EXERCISE
Starting at the line that contains "line, e.g. [391,280]", copy each line through the final one exactly as written.

RAW DATA
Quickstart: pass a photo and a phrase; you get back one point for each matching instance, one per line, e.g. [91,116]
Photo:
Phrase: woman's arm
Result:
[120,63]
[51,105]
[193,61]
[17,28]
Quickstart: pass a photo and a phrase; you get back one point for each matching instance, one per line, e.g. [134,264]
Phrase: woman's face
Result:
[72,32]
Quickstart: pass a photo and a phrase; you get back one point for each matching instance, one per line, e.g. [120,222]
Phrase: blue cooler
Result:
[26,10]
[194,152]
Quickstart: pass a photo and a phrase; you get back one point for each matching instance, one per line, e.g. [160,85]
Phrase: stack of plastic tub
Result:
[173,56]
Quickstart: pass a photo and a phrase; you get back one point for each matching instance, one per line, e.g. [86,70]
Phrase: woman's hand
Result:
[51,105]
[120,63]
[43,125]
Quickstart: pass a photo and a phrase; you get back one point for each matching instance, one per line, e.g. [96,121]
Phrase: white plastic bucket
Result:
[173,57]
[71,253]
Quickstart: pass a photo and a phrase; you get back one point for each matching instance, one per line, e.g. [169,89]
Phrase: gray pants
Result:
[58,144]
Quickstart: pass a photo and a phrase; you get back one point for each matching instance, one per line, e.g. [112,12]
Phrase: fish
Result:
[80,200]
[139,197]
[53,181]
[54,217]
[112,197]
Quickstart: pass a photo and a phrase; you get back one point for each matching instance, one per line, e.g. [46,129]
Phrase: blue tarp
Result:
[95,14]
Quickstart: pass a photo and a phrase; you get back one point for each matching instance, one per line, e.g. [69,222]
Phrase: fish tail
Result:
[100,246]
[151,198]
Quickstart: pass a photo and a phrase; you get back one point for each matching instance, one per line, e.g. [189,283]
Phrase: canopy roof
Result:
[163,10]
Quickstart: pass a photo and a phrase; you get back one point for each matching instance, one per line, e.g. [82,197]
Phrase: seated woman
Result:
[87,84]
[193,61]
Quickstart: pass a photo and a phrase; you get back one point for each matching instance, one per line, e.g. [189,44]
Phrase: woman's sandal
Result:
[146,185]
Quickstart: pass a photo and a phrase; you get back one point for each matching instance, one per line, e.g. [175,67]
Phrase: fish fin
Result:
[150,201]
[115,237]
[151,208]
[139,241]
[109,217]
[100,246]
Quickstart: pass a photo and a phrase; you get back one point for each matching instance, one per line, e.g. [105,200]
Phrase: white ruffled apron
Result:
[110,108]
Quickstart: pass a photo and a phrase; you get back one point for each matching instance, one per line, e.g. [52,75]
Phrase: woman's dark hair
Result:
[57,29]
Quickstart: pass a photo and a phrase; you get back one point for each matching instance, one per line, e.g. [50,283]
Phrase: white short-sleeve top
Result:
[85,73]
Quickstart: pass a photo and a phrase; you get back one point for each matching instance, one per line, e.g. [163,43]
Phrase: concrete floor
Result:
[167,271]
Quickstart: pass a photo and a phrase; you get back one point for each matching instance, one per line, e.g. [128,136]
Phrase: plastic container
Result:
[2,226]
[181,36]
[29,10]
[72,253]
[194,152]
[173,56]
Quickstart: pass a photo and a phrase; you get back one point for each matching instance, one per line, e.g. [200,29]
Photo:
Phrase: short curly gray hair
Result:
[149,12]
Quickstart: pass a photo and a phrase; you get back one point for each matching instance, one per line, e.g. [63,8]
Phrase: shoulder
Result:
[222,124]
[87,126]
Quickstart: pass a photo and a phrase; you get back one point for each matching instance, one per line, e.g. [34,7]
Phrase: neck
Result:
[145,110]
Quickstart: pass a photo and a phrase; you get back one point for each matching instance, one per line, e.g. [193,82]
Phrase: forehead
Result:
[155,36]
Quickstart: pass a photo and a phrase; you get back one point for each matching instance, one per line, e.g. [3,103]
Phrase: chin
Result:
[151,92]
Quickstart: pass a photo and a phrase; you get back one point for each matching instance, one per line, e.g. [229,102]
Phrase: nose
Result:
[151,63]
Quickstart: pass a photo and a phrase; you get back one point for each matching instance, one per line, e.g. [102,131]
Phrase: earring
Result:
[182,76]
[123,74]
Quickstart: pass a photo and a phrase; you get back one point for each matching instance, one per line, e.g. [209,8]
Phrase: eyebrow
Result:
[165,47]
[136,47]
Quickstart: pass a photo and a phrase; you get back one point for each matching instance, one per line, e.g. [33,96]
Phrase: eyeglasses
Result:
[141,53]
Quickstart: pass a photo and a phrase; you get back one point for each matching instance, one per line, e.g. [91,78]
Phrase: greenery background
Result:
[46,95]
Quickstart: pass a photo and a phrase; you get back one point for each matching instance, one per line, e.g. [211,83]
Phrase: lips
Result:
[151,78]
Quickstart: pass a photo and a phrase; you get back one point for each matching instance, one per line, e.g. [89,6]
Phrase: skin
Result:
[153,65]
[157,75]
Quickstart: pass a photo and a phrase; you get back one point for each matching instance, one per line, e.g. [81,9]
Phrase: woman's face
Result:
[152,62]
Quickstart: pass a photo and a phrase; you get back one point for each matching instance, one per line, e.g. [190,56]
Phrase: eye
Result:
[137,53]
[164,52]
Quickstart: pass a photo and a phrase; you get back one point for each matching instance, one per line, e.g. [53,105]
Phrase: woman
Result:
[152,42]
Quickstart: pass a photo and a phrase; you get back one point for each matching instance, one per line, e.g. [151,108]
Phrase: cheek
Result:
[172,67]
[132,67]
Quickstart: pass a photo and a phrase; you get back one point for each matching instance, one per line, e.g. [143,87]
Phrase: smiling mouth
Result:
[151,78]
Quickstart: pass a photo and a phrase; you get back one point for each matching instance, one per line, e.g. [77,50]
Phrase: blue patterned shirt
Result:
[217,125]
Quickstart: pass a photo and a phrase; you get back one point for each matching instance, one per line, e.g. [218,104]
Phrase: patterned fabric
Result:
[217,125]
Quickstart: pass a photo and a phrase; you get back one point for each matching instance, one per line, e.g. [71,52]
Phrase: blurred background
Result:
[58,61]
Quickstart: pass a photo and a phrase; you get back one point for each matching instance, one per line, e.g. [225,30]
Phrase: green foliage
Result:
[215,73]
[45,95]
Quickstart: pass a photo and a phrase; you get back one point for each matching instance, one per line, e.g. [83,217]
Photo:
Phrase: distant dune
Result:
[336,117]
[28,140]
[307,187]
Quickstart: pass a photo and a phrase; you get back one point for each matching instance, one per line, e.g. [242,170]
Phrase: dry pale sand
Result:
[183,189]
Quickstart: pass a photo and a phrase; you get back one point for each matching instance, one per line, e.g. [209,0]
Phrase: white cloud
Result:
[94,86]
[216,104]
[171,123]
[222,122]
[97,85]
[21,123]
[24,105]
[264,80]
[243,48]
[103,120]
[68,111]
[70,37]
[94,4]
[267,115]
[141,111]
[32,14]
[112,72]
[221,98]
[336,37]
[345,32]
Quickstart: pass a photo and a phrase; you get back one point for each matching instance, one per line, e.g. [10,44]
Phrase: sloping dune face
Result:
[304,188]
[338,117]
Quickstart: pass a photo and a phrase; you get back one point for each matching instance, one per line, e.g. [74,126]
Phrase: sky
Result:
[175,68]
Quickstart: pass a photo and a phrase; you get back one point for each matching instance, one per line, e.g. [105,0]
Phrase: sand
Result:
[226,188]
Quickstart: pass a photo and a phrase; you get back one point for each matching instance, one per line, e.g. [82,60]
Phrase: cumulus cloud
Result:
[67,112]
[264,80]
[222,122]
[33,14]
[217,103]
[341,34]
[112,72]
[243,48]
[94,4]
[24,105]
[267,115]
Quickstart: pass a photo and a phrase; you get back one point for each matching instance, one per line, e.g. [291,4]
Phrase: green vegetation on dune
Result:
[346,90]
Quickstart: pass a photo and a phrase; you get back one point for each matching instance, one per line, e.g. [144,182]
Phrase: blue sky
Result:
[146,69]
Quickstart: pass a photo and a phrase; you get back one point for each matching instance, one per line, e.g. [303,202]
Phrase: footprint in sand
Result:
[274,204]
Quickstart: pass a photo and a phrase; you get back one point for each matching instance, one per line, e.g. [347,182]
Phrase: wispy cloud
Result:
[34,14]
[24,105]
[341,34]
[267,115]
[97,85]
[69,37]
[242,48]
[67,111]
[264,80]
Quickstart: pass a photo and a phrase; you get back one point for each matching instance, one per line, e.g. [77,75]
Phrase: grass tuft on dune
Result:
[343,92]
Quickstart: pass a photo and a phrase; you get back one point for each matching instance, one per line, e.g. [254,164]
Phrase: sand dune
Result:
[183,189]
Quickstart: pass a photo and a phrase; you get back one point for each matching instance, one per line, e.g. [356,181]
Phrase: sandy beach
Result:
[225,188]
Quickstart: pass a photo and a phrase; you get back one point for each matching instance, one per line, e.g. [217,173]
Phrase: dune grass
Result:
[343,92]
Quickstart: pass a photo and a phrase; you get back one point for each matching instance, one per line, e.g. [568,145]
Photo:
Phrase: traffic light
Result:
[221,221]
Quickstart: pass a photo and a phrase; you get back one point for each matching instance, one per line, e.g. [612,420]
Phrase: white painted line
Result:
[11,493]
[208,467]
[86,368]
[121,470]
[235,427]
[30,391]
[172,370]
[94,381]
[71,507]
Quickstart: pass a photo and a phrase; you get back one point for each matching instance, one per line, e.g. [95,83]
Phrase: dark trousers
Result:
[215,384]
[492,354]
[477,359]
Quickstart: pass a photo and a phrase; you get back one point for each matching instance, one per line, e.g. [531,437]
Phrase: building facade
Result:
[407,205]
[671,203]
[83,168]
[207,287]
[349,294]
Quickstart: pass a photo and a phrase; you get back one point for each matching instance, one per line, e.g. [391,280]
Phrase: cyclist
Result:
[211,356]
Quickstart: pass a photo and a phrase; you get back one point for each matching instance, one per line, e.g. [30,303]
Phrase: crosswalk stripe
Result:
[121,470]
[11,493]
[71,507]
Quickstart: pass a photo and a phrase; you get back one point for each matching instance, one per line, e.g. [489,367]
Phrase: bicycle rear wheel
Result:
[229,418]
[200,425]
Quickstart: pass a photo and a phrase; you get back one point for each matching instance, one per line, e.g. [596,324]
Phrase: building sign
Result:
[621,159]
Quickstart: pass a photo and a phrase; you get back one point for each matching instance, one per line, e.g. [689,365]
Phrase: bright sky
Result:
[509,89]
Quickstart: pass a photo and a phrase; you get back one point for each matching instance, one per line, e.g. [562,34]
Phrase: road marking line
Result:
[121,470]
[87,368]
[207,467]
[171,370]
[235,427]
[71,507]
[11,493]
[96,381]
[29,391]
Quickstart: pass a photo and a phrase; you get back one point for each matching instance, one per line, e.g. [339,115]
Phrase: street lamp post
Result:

EXERCISE ANSWER
Quickstart: pass a photo and a phrase; you get back one point for each matching instance, one per line, e.g. [391,280]
Phrase: cyclist
Result:
[211,356]
Quickstart: pass a photo and a phrase; you get back one point for each matching instance, one per line, e.g. [30,303]
Phrase: crosswalk stripe
Result:
[121,470]
[11,493]
[71,507]
Quickstart: pass a photo and a phrase; you get back one point for each matching instance, one per line, e.g. [489,367]
Phrase: bicycle rear wheel
Result:
[229,418]
[200,425]
Quickstart: pass a photo and a phrase; you get back one point for each matching instance, one per line, e.g. [596,324]
Phrase: building sign
Result:
[621,159]
Quickstart: pass a photo and a phrase; you get back one point for each matching instance, one per line, e.g. [689,365]
Phrase: bright sky
Result:
[509,89]
Quickstart: pass a photo and a phrase; you get back one point for each matching instance, one per line, e.g. [562,34]
Phrase: road marking line
Result:
[121,470]
[87,368]
[207,467]
[171,370]
[235,427]
[71,507]
[11,493]
[96,381]
[29,391]
Quickstart: pass a photo and a phrase; you get back one point for each matching instance, one per line, e.g. [339,115]
Phrase: street lamp post
Result:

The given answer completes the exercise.